» SHORT PROBLEM
Reproduce the entries below in full, word for word.

····················

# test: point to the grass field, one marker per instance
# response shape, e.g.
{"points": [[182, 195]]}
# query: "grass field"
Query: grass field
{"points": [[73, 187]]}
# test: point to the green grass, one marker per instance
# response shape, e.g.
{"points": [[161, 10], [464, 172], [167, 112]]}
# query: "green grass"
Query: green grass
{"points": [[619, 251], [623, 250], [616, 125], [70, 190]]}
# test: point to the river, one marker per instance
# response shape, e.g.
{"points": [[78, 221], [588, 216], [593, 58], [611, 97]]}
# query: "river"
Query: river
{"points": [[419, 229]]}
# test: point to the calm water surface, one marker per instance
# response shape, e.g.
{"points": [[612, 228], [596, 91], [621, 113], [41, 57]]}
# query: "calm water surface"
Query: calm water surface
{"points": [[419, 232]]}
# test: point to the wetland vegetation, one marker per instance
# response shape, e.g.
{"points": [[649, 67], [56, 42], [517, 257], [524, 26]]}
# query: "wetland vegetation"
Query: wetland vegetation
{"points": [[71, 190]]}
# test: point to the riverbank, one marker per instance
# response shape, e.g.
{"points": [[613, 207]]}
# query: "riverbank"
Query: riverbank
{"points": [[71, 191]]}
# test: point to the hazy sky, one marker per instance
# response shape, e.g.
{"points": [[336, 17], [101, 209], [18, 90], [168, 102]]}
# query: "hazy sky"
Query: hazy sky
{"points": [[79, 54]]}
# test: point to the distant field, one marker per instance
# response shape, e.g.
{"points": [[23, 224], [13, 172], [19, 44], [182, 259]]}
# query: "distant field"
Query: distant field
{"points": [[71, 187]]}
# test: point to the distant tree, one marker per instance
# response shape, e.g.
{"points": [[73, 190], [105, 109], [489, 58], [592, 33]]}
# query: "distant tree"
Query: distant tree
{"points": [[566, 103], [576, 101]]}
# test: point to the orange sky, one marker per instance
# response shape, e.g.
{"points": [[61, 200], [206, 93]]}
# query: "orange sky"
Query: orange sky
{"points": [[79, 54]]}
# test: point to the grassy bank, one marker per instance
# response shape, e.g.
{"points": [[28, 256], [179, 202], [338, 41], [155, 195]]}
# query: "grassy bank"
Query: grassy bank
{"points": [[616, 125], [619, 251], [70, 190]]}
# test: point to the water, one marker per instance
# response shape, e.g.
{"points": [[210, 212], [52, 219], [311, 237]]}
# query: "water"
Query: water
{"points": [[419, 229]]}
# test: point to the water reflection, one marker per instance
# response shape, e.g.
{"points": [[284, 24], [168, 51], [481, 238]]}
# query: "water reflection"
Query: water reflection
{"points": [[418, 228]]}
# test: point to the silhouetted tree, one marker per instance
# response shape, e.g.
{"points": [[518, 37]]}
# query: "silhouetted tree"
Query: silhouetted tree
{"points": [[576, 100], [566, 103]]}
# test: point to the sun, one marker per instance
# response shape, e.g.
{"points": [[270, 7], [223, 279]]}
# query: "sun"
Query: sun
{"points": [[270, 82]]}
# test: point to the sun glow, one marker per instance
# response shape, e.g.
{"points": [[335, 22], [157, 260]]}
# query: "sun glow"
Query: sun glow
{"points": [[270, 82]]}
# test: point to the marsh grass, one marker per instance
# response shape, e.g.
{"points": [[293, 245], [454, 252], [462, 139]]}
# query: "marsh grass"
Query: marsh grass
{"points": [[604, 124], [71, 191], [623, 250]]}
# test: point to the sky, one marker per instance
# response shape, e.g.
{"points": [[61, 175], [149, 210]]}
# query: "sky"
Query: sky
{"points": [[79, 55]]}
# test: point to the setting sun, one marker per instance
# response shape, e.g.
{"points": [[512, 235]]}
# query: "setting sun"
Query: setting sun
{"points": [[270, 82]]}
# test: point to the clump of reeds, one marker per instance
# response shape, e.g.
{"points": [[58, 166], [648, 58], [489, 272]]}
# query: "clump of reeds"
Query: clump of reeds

····················

» SOLUTION
# test: point to the grass field, one marker per instance
# response shape, e.g.
{"points": [[182, 195]]}
# query: "grass field"
Query: grass field
{"points": [[73, 187]]}
# test: point to the green grass, one marker per instance
# response shape, e.g.
{"points": [[161, 10], [464, 172], [167, 112]]}
# query: "green grass"
Query: green grass
{"points": [[619, 251], [623, 250], [616, 125], [70, 190]]}
# test: point to the river, one marker per instance
# response shape, e.g.
{"points": [[78, 221], [588, 216], [593, 58], [611, 97]]}
# query: "river"
Query: river
{"points": [[419, 229]]}
# test: point to the calm water surface, one marker per instance
# response shape, e.g.
{"points": [[612, 228], [596, 91], [621, 113], [41, 57]]}
# query: "calm water surface"
Query: calm water surface
{"points": [[419, 232]]}
# test: point to the wetland vegetation, one marker per instance
# response shape, e.g.
{"points": [[649, 67], [56, 42], [517, 257], [524, 26]]}
# query: "wetland vegetation"
Query: wetland vegetation
{"points": [[71, 190]]}
# test: point to the riverbank, one marker per instance
# response shape, e.g.
{"points": [[613, 207]]}
# query: "riverbank"
Query: riverbank
{"points": [[71, 191]]}
# test: point to the hazy sky, one marker per instance
# response shape, e.g.
{"points": [[336, 17], [101, 209], [18, 90], [168, 102]]}
# query: "hazy sky"
Query: hazy sky
{"points": [[79, 54]]}
# test: point to the distant field, one marker per instance
# response shape, e.g.
{"points": [[23, 224], [13, 172], [19, 44], [182, 259]]}
# query: "distant field"
Query: distant field
{"points": [[71, 187]]}
# test: point to the distant tree, one marker per instance
# response shape, e.g.
{"points": [[73, 190], [105, 109], [489, 58], [592, 33]]}
# query: "distant tree"
Query: distant tree
{"points": [[566, 103], [576, 101]]}
# test: point to the orange sky, one marker per instance
# response shape, e.g.
{"points": [[61, 200], [206, 93]]}
# query: "orange sky"
Query: orange sky
{"points": [[79, 54]]}
# test: point to the grassy bank, one marker per instance
# response shape, e.g.
{"points": [[28, 256], [179, 202], [338, 41], [155, 195]]}
# query: "grassy bank"
Query: grassy bank
{"points": [[616, 125], [619, 251], [70, 190]]}
# test: point to the water, one marker per instance
# response shape, e.g.
{"points": [[210, 212], [52, 219], [311, 237]]}
# query: "water"
Query: water
{"points": [[419, 229]]}
# test: point to the water reflection, one marker per instance
# response shape, e.g.
{"points": [[284, 24], [168, 51], [481, 238]]}
# query: "water reflection"
Query: water reflection
{"points": [[418, 228]]}
# test: point to the silhouetted tree, one marker per instance
# response shape, e.g.
{"points": [[518, 37]]}
# query: "silhouetted tree"
Query: silhouetted tree
{"points": [[576, 100], [566, 103]]}
# test: point to the sun, one marker per instance
# response shape, e.g.
{"points": [[270, 7], [223, 279]]}
# query: "sun"
Query: sun
{"points": [[270, 82]]}
# test: point to the sun glow, one marker per instance
# response shape, e.g.
{"points": [[335, 22], [157, 260]]}
# query: "sun glow"
Query: sun glow
{"points": [[270, 82]]}
# test: point to the marsh grass, one marker per instance
# response shape, e.g.
{"points": [[293, 245], [454, 252], [462, 139]]}
# query: "marsh grass"
Query: marsh grass
{"points": [[604, 124], [71, 191], [623, 250]]}
# test: point to the sky, one marker per instance
# response shape, e.g.
{"points": [[61, 175], [149, 210]]}
# query: "sky"
Query: sky
{"points": [[79, 55]]}
# test: point to the setting sun, one marker per instance
# response shape, e.g.
{"points": [[512, 235]]}
# query: "setting sun"
Query: setting sun
{"points": [[270, 82]]}
# test: point to the clump of reeds, one marker per instance
# response shape, e.g.
{"points": [[58, 166], [648, 58], [489, 272]]}
# query: "clump of reeds"
Query: clump of reeds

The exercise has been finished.